(Object location annotation data)
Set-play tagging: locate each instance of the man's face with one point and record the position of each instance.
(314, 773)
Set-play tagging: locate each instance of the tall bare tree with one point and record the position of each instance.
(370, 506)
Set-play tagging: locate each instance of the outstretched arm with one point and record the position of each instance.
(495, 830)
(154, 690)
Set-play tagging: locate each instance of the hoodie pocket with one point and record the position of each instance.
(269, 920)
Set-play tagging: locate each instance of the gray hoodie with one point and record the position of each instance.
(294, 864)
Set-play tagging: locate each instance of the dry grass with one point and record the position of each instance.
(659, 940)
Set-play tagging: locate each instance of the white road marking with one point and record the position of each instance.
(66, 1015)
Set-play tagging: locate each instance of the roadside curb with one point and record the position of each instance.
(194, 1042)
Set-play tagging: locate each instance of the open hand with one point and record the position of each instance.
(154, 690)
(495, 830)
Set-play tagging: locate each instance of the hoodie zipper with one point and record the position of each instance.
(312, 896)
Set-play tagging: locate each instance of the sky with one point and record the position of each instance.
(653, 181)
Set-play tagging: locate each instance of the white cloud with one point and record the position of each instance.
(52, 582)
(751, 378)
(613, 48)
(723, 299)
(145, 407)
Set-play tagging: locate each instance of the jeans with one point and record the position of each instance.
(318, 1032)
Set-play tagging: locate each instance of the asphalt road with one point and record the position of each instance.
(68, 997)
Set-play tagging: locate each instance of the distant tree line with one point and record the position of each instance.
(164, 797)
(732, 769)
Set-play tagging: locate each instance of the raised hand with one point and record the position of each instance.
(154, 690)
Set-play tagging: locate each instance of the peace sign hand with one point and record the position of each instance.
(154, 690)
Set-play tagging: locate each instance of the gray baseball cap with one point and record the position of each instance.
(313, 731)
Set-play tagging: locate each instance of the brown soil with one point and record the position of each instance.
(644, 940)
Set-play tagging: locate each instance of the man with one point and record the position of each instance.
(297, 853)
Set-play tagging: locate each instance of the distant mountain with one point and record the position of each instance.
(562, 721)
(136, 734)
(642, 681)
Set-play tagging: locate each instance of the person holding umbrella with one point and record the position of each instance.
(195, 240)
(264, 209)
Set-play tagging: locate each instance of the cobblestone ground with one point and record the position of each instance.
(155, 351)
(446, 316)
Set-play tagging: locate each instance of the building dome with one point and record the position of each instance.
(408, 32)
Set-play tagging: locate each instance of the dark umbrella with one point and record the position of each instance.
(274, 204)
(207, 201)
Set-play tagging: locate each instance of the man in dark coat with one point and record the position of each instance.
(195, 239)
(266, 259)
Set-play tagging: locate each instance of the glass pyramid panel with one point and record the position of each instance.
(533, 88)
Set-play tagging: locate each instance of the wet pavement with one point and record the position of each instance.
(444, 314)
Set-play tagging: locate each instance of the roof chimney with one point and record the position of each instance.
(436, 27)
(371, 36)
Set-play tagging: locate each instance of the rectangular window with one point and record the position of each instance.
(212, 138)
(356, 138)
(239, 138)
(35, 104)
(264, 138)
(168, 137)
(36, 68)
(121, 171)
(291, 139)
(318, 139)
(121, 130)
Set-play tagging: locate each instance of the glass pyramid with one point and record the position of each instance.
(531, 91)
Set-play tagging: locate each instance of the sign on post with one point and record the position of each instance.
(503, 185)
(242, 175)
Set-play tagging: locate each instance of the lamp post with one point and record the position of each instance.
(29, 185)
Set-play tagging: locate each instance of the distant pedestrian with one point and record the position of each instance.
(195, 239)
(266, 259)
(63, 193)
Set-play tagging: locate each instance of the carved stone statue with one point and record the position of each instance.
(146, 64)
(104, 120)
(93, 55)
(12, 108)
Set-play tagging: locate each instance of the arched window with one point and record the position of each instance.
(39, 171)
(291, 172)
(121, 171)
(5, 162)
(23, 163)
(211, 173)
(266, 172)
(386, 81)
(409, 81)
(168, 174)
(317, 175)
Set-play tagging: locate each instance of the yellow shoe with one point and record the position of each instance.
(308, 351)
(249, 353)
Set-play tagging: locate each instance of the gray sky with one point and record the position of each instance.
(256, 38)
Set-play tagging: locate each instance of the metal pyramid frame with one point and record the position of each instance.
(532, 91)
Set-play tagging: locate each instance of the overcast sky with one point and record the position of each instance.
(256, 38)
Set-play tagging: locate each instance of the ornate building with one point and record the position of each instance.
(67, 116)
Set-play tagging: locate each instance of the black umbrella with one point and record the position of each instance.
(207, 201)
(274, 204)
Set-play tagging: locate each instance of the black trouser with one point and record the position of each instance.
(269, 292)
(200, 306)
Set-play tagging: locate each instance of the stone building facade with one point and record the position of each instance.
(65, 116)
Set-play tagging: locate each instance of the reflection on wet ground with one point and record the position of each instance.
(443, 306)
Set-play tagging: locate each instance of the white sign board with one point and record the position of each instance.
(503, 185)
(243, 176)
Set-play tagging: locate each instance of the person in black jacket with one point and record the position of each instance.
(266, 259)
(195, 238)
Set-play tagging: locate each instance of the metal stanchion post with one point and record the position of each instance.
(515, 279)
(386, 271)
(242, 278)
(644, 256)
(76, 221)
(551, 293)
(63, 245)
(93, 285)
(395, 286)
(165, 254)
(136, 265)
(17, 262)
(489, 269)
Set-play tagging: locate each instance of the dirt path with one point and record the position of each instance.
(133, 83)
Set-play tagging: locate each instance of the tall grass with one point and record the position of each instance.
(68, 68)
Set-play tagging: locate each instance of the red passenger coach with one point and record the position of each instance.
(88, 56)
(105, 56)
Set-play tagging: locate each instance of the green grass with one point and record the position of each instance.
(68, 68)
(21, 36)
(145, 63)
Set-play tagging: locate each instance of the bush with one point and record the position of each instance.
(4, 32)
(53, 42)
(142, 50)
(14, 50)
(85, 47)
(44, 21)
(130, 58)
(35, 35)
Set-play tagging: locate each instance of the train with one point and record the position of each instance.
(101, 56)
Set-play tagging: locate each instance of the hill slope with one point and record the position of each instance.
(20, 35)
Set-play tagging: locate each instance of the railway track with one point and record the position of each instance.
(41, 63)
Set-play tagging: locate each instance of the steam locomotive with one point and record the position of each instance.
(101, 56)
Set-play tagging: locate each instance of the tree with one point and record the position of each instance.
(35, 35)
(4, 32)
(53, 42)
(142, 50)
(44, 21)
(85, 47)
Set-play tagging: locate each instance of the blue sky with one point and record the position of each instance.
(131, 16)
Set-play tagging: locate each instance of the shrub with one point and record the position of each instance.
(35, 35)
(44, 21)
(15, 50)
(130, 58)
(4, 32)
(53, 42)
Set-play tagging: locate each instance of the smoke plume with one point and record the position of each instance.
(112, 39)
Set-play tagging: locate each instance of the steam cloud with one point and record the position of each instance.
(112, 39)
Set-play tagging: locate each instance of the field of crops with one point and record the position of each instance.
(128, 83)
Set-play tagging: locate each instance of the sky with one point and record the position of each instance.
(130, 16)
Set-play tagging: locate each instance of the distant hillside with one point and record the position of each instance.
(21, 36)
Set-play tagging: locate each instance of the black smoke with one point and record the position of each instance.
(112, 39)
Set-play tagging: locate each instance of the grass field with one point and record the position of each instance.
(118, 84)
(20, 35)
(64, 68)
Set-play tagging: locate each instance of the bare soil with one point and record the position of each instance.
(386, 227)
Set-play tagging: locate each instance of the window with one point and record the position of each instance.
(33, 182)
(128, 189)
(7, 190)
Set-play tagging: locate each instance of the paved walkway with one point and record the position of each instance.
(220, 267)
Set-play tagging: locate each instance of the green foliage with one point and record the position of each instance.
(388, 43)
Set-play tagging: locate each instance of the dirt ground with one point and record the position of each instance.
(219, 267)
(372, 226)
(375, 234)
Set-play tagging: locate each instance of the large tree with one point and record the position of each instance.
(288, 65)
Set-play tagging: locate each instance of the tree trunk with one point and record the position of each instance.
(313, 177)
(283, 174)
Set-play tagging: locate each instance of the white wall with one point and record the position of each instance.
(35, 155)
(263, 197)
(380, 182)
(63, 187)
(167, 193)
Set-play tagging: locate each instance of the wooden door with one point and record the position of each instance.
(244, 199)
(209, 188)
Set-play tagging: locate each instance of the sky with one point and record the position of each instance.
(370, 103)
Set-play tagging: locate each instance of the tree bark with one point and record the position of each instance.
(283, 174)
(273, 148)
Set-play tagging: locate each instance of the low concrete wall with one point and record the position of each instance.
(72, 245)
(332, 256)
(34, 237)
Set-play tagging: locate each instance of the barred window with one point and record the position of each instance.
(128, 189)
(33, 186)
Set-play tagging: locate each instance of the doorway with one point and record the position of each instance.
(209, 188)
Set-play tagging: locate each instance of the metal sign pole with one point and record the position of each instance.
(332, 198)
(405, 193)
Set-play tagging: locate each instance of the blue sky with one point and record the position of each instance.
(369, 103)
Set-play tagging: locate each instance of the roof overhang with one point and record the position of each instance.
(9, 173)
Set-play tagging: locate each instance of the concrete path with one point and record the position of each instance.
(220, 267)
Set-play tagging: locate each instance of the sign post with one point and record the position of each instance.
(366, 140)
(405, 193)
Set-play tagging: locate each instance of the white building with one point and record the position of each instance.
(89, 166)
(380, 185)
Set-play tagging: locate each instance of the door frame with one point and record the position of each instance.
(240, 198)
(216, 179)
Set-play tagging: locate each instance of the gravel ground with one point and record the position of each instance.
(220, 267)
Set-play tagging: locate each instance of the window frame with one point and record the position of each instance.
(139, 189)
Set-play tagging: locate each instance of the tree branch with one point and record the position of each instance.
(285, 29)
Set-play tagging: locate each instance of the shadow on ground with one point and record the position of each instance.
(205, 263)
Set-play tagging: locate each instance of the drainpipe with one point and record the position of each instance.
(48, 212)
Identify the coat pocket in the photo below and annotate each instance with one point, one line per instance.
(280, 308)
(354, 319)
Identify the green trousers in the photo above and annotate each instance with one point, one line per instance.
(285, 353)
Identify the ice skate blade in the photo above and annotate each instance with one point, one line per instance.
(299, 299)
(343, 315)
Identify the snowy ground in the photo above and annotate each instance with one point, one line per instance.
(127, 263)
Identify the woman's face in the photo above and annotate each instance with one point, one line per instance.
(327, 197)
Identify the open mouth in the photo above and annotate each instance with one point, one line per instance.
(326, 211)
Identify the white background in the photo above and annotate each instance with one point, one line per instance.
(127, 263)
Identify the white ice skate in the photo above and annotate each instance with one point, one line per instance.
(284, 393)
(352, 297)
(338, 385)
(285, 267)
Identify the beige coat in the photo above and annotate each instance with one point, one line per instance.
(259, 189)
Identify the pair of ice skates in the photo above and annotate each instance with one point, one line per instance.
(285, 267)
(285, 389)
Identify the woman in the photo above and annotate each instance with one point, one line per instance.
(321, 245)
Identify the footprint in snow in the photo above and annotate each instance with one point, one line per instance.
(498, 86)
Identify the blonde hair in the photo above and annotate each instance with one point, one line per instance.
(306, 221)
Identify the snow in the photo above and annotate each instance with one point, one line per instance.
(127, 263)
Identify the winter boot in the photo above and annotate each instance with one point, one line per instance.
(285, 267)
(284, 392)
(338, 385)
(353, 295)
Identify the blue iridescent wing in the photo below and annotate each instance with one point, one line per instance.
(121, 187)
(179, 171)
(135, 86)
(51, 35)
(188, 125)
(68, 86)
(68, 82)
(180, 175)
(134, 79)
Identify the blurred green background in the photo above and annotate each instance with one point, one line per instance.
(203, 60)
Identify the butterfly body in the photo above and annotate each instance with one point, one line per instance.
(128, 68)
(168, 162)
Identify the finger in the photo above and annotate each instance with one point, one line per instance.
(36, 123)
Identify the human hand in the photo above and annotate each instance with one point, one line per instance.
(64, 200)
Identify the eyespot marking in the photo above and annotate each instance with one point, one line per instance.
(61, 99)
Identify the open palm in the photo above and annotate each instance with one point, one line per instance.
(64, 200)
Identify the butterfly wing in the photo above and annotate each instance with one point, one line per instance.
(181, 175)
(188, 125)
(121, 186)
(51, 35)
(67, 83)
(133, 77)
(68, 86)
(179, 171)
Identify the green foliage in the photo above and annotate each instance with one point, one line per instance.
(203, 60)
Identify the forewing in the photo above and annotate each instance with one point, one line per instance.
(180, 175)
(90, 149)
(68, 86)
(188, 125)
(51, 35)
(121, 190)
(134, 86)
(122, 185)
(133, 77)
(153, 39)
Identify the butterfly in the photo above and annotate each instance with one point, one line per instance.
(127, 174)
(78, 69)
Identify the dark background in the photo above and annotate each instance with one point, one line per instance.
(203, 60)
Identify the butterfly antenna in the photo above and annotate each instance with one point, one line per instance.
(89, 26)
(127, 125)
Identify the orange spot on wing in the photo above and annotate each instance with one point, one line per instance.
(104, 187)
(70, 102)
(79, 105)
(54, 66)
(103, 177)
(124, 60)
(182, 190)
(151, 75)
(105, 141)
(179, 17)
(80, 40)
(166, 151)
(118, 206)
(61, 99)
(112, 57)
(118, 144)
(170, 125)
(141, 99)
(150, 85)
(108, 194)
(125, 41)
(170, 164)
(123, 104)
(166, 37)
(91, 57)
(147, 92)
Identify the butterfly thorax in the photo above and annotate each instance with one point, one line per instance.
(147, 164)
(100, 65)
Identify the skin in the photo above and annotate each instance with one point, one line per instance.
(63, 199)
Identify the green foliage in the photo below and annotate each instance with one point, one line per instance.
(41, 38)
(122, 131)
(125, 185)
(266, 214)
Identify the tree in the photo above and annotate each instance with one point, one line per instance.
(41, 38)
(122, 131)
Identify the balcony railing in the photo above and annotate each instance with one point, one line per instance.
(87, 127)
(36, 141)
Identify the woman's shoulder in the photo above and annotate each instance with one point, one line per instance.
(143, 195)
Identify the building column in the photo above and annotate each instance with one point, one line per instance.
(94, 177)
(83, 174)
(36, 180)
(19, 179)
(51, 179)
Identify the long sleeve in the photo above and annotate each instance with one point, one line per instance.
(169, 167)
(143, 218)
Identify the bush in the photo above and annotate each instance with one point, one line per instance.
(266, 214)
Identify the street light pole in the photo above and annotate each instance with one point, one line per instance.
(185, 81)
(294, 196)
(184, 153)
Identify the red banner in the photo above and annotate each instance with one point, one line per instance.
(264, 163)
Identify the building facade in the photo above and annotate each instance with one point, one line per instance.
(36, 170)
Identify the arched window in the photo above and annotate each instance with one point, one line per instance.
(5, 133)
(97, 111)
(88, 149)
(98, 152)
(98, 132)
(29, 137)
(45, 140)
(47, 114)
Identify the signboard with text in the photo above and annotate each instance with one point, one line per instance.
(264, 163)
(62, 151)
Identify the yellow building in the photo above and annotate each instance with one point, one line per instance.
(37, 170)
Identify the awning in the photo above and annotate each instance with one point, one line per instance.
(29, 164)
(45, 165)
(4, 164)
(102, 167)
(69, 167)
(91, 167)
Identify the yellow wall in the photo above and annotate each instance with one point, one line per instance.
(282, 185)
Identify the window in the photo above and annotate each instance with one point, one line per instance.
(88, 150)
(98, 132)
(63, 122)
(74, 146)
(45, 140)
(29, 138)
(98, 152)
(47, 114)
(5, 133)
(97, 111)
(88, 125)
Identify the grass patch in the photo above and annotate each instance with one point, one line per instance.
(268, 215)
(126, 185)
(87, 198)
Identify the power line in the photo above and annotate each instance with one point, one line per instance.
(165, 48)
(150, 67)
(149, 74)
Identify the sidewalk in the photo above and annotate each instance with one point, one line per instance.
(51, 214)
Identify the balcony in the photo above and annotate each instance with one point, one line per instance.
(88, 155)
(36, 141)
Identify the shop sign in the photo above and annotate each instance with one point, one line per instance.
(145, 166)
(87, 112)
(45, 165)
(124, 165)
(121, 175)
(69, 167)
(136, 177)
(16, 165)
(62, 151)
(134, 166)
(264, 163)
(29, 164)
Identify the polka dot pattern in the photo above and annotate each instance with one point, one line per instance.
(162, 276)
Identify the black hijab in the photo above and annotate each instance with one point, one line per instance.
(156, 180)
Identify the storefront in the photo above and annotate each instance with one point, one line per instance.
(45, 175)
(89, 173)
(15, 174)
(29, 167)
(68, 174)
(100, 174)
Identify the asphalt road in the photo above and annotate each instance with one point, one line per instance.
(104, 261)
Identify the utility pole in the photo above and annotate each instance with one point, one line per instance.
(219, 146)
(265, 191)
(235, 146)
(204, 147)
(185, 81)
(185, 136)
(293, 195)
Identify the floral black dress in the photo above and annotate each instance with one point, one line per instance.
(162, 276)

Exercise directions =>
Beginning at the line that holds "Identify the storefront", reproduce each line of the records above down to and including the last one.

Answer to the problem =>
Identify the storefront in the photo above and annotate each instance with one point, one line per instance.
(45, 175)
(89, 173)
(15, 174)
(29, 167)
(68, 174)
(100, 174)
Identify the asphalt road in the photo above and annotate each instance with one point, one line per instance.
(104, 261)
Identify the utility pole in the photo above and annotate each instance with one point, one line per instance.
(219, 146)
(265, 191)
(235, 146)
(204, 147)
(185, 81)
(185, 136)
(293, 195)
Identify the floral black dress in the photo above and annotate each instance with one point, one line per instance.
(162, 276)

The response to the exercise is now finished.